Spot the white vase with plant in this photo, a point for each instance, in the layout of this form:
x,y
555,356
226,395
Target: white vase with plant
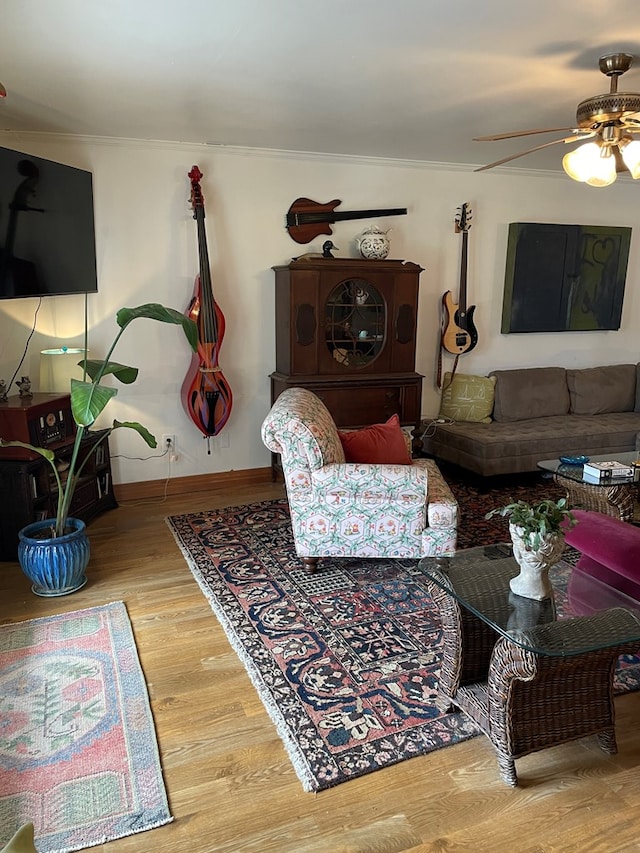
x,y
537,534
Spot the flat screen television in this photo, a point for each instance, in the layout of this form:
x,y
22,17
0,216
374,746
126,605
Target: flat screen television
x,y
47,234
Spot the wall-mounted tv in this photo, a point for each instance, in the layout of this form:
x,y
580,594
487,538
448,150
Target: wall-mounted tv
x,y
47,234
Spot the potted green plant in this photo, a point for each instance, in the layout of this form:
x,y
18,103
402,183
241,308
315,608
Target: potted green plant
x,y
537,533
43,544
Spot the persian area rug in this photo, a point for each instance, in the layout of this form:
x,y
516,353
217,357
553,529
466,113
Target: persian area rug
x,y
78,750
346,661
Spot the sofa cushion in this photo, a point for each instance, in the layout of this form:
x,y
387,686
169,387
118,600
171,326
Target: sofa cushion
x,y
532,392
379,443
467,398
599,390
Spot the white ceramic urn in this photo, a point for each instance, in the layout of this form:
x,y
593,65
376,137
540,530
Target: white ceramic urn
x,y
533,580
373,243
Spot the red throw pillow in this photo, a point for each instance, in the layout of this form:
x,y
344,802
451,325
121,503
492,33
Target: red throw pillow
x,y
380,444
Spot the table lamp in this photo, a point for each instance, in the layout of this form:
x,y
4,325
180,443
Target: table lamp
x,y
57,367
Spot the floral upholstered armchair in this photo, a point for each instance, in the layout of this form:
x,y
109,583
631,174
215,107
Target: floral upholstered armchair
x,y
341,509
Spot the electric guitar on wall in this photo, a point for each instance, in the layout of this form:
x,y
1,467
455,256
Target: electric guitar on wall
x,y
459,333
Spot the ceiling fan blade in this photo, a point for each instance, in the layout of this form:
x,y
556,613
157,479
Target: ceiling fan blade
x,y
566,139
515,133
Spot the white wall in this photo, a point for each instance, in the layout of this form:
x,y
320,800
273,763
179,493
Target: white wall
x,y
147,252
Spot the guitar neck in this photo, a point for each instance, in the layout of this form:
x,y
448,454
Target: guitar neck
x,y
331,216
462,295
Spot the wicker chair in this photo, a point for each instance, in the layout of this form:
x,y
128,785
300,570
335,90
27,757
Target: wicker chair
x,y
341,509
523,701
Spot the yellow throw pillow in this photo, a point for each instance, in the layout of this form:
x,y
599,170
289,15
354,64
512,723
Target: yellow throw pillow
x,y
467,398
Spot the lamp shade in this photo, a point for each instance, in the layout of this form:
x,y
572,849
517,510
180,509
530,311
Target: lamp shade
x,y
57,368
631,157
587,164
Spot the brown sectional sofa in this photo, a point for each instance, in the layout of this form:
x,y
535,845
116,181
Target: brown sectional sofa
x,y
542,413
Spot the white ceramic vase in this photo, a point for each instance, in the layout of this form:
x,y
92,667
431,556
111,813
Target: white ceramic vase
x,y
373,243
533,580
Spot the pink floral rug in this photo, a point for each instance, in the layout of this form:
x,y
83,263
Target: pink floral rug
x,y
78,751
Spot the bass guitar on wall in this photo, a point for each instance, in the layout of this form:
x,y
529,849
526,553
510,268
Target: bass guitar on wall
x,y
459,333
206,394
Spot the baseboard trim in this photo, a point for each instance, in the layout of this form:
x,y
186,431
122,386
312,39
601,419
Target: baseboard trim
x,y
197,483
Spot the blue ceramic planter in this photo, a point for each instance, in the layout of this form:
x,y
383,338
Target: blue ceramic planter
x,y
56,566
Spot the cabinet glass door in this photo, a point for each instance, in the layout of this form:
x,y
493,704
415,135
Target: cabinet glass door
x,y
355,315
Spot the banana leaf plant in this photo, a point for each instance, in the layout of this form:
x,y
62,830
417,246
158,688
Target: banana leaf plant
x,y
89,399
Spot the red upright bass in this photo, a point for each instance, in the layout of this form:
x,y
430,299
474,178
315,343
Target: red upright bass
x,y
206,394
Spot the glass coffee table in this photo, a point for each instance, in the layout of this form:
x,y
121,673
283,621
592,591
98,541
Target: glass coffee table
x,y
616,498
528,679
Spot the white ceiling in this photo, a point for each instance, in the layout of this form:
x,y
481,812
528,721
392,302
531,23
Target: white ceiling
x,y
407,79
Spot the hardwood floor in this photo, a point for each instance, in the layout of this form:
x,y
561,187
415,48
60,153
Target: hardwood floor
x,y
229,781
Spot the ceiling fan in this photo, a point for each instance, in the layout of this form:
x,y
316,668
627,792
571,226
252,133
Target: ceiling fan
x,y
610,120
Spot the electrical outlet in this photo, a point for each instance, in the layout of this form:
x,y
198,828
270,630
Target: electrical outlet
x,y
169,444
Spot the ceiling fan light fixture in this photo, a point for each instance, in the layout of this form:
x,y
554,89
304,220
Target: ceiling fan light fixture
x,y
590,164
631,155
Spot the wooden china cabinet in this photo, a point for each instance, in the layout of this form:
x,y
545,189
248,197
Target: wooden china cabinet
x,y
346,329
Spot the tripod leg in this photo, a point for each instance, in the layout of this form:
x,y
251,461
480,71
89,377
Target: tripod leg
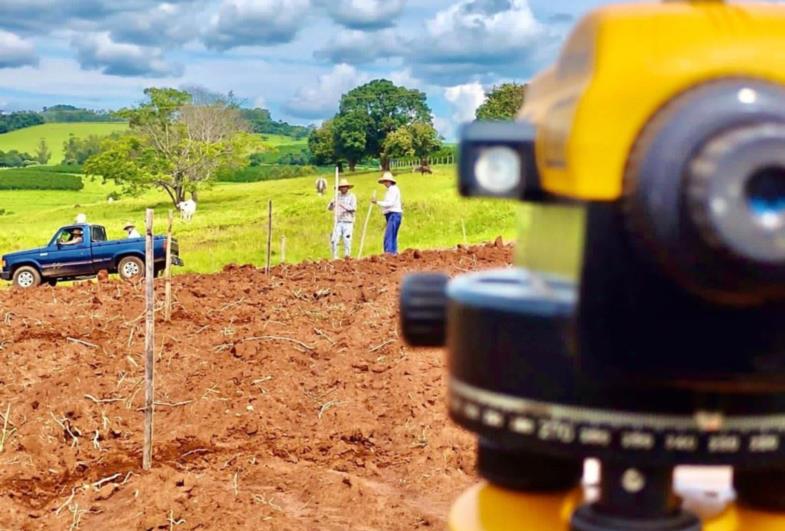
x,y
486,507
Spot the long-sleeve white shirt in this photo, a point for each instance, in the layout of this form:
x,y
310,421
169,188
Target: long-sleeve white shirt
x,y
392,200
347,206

__Required work__:
Return every entry above exactly as written, with no pictures included.

__Your response__:
Spot the white vase with plant in this photo, a point for each instance, in the layout of this form:
x,y
555,356
226,395
Target: white vase with plant
x,y
537,534
Spot the flat screen television in this photo, a point for each instance, in the layout of this form:
x,y
22,17
0,216
374,746
126,605
Target: flat screen television
x,y
47,234
Spot the wall-mounted tv in this photo, a point for each instance, in the layout of this form:
x,y
580,594
487,538
448,150
Target: wall-mounted tv
x,y
47,234
Spot the potted green plant in this photo, a point for each instance, in the layout of this form:
x,y
18,103
402,183
241,308
315,608
Target: potted green plant
x,y
537,533
43,544
Spot the persian area rug in this photo, a point for each instance, in the layout of this form:
x,y
516,353
217,357
553,529
466,113
Target: persian area rug
x,y
78,750
346,661
Spot the sofa cushion in this photo, a point for each instance, in the layout of this form:
x,y
387,686
169,387
118,600
171,326
Target: sofa cushion
x,y
532,392
379,443
467,398
599,390
Spot the white ceramic urn in this photo, a point for each instance, in the layout of this form:
x,y
593,65
376,137
540,530
Target: white ceramic urn
x,y
533,580
373,243
Spot the red throw pillow in this photo, a point for each instance, in the layout of this form:
x,y
344,802
451,325
121,503
492,33
Target: red throw pillow
x,y
380,444
Spot the table lamp in this photo, a point for each instance, in the layout of this form:
x,y
4,325
180,443
Target: table lamp
x,y
57,367
Spot the floral upholstered armchair in this photo, a point for each instance, in the layout of this form:
x,y
109,583
631,174
215,107
Target: floral upholstered armchair
x,y
341,509
Spot the electric guitar on wall in this photo, a point for each instance, in the layout of this form:
x,y
1,467
455,256
Target: electric guitar on wall
x,y
459,333
Spot the ceiling fan blade in this photo, a point for each instance, in the layout of this form:
x,y
556,613
157,479
Target: ceiling fan blade
x,y
566,139
515,133
Spot the white wall in this photo, a point for each instance, in the layout of this form:
x,y
320,800
273,763
179,493
Target: white wall
x,y
147,252
Spot the guitar neck in this photo, a point for each instance, in the layout of this form:
x,y
448,454
Target: guitar neck
x,y
331,216
462,295
Spot the wicker chair in this photo, a point for each instance, in the layout of this form:
x,y
128,785
300,570
335,90
27,757
Target: wicker chair
x,y
341,509
523,701
Spot the yellow throw pillow in this photo, a point for each instance, in the layout of this form:
x,y
599,170
289,15
354,64
512,723
Target: yellow throw pillow
x,y
467,398
Spot the lamp shade in this photo, a point for each instance, in the layout of this form:
x,y
572,849
517,510
180,509
530,311
Target: lamp shade
x,y
57,368
631,157
587,164
Spot the brown sectional sofa in this photo, a point for each instance, in the layout of this form:
x,y
535,845
116,181
Target: brown sectional sofa
x,y
542,413
Spot the white ceramic vase in this photo, a point for each instance, in the layout of this form:
x,y
92,667
431,556
111,813
Target: white ceramic vase
x,y
373,243
533,580
Spot the pink floral rug in this photo, a point for each instance, in the layout of this form:
x,y
83,263
Target: pink floral rug
x,y
78,751
Spot the bass guitar on wall in this photo, a point for each instance, in the layout of this form:
x,y
529,849
526,553
510,268
Target: bass guitar on wall
x,y
459,333
206,394
Spot the baseboard trim in this photo, a point for each instance, in the layout of this form:
x,y
186,431
122,386
312,39
601,419
Target: baseboard trim
x,y
197,483
Spot the blue ceramic planter in this photo, a point for each instance, in the layout of this form:
x,y
383,338
Target: blue ceramic planter
x,y
56,566
Spot the cabinet glass door in this photo, a point for each instance, in the layout of this form:
x,y
493,704
415,135
Target: cabinet glass door
x,y
355,315
Spot the banana leaf plant in this photo, a point for each instance, in the layout of this form:
x,y
62,830
417,246
158,688
Target: banana leaf plant
x,y
89,399
Spot the red upright bass in this photo, a point for each instance, in the layout of this form:
x,y
430,299
474,178
315,343
Target: red upright bass
x,y
206,394
Spot the glass coffee table in this photo, a point for each instance, in the layout of this form:
x,y
121,673
283,621
592,591
98,541
Target: glass coffee table
x,y
616,498
528,679
Spot the white ceiling in this photo, a point for each instance, in the layout of this form:
x,y
481,812
528,721
392,302
531,23
Target: white ceiling
x,y
407,79
Spot the hardwood floor in this photo, a point for each instance, in the layout of this form:
x,y
561,187
415,48
60,153
Target: hardwood floor
x,y
229,781
Spot the ceiling fan in this photo, a point for each instance, in the layout of this form:
x,y
316,668
627,792
571,226
252,133
Target: ceiling fan
x,y
610,120
Spot the electrical outlet in this photo, a point for each instance, in the layout of this form:
x,y
198,828
270,630
Target: electrical outlet
x,y
169,444
Spot the ceiling fan light fixture in this photo, a point for each instance, in the layout of this form:
x,y
554,89
304,220
Target: ceiling fan light fixture
x,y
590,164
631,155
Spot the wooden china cabinet in this photo, a point for each instance, in the layout of this form:
x,y
545,189
248,197
Target: wooden china cabinet
x,y
346,329
Spot the tripod leg in this photo, a point for each instance, in the layout of this form:
x,y
251,461
480,71
89,377
Target: tripod leg
x,y
486,507
Spot the long-sleeve white shirt in this photo, a point for each instance, in the layout of this form:
x,y
310,421
169,188
Target: long-sleeve white shirt
x,y
392,200
347,206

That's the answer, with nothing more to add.